= RECORDS =
#####

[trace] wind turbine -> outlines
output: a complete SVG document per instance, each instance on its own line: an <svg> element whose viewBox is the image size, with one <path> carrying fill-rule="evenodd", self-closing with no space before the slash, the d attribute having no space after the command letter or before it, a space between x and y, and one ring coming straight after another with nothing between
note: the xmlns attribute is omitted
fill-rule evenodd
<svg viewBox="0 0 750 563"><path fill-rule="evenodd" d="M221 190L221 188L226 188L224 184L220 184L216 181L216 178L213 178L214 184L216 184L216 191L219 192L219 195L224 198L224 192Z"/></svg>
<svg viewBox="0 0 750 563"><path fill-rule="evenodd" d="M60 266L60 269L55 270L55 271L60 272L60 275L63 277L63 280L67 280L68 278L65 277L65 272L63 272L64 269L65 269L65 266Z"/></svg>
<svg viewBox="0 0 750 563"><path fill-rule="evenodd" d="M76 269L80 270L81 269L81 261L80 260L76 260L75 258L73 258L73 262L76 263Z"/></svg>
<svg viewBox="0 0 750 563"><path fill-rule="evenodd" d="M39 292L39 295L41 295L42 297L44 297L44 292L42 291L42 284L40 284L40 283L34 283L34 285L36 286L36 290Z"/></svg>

#####

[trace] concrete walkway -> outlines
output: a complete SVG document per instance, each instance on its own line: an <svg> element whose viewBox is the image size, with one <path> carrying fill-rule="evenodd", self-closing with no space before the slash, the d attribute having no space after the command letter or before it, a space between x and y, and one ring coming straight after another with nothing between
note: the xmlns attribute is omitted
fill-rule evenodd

#####

For each line in the material above that holds the word "trace", add one to a count; state only the final number.

= REPLY =
2